-- START OF Dataset excerpts --

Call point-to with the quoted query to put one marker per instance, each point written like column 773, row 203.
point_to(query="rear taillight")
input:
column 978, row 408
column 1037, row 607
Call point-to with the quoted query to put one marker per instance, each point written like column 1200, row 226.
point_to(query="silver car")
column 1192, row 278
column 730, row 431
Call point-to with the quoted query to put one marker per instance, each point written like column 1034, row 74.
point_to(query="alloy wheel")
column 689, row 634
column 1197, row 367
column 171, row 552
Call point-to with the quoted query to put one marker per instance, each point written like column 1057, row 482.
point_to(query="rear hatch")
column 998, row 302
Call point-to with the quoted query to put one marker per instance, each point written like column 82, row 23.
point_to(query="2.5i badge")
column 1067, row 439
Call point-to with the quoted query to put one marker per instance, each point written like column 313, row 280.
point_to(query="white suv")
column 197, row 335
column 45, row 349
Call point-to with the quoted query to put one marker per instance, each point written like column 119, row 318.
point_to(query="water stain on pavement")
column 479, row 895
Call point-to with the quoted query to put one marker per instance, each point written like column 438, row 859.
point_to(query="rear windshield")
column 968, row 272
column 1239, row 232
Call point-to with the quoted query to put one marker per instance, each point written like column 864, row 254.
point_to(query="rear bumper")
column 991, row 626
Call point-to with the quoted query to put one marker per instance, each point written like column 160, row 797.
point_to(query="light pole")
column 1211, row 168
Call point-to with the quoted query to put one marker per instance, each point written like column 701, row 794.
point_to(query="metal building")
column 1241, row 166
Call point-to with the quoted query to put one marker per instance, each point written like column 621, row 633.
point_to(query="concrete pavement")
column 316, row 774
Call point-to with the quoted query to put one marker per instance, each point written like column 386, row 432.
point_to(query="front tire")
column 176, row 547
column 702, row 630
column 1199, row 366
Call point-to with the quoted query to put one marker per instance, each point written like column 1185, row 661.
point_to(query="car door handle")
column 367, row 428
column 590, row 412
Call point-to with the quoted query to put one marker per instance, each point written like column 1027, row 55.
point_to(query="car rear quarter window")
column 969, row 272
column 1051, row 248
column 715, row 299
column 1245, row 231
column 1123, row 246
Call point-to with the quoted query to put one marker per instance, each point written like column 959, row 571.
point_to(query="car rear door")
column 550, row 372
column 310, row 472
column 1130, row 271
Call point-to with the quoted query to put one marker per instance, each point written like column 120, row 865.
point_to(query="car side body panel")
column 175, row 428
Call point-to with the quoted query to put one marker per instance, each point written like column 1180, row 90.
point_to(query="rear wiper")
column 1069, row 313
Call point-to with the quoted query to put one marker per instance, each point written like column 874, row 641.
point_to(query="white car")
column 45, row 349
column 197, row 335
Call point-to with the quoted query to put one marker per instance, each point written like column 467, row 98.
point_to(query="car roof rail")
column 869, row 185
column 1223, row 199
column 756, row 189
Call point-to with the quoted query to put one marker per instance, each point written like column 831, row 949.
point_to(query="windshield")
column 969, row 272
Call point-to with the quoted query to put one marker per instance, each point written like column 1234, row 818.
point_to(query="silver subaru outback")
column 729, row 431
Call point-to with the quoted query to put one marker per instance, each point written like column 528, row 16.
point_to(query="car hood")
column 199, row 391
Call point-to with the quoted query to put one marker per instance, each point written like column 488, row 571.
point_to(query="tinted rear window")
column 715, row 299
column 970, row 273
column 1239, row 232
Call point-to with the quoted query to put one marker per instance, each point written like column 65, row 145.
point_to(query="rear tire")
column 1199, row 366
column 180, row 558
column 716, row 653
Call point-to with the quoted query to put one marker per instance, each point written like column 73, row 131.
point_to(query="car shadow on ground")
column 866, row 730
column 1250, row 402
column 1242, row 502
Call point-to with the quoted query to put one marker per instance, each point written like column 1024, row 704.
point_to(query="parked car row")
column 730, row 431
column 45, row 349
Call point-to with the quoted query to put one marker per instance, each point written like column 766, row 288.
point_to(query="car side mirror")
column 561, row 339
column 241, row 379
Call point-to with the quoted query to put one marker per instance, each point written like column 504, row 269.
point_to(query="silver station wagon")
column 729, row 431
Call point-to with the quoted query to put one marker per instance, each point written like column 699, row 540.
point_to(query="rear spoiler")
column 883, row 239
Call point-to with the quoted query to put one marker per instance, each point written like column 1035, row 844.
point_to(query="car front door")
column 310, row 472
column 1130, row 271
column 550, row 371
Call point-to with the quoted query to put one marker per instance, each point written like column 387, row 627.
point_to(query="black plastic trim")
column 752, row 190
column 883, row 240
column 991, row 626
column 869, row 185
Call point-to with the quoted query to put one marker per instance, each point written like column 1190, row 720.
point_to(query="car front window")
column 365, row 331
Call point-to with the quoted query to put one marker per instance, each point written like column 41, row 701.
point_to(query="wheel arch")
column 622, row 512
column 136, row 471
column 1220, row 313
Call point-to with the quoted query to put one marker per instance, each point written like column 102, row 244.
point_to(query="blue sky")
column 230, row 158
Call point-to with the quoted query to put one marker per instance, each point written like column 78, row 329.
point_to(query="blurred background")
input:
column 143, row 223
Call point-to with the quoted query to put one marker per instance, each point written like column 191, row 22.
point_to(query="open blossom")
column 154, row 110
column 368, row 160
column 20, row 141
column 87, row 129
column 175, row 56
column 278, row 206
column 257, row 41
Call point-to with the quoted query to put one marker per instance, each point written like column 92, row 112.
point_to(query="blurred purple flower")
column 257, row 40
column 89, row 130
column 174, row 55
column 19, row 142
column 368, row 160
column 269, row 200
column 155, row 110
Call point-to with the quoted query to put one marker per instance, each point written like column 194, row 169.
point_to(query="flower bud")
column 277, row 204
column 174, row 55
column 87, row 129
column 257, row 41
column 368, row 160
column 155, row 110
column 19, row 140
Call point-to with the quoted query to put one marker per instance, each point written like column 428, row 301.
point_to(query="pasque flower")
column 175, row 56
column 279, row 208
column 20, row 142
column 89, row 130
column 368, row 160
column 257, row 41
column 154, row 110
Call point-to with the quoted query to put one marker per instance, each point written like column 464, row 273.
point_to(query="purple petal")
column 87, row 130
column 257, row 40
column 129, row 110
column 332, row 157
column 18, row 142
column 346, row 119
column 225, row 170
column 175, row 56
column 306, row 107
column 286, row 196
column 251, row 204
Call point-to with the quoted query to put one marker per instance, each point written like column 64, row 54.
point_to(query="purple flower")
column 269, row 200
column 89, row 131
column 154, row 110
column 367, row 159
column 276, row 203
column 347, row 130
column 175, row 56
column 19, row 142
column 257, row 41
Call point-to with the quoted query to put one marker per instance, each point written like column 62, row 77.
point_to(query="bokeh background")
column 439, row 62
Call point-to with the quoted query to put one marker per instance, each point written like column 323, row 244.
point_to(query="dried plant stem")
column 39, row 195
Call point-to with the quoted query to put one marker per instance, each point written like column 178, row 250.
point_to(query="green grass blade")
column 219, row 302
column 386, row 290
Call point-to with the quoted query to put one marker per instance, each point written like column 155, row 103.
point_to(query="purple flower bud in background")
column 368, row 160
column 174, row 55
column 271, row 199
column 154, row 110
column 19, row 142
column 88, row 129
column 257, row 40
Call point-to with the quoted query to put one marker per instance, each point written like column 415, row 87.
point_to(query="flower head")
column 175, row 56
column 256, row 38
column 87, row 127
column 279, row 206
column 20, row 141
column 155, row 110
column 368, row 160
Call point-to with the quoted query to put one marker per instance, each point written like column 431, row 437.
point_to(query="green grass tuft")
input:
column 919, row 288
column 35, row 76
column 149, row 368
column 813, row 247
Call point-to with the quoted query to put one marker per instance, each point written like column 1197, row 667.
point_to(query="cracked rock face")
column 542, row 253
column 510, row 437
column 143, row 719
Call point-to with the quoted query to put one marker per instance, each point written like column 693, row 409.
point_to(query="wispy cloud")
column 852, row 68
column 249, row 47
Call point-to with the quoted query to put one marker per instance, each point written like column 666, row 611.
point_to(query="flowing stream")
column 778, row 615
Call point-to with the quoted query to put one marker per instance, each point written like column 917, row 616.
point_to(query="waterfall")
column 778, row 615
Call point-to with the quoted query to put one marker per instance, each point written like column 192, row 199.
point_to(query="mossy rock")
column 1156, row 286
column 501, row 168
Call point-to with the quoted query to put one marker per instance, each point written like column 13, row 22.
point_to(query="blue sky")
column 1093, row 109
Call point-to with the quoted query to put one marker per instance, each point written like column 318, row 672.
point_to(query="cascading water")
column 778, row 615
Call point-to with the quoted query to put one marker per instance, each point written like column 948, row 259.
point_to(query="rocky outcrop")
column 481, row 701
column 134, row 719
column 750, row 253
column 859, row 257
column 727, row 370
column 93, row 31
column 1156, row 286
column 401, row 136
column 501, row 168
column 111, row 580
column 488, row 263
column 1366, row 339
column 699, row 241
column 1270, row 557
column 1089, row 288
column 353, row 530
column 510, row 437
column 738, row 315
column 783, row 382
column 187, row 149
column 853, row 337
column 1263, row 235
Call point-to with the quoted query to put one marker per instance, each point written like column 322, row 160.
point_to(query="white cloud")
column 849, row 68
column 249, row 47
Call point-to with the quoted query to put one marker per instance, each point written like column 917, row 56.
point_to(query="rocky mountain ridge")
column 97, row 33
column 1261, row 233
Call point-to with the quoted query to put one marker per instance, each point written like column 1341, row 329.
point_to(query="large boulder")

-- END OF Dataset excerpts --

▶ [Problem statement] Starting at the line that contains "1341, row 329." and continuing through the last line of the records, format those lines as a numbered list, omitting any blank lines.

▶ [Full response]
1. Call point-to with the quoted query to put one marker per instance, each point written like column 1341, row 329.
2. point_to(query="large boulder")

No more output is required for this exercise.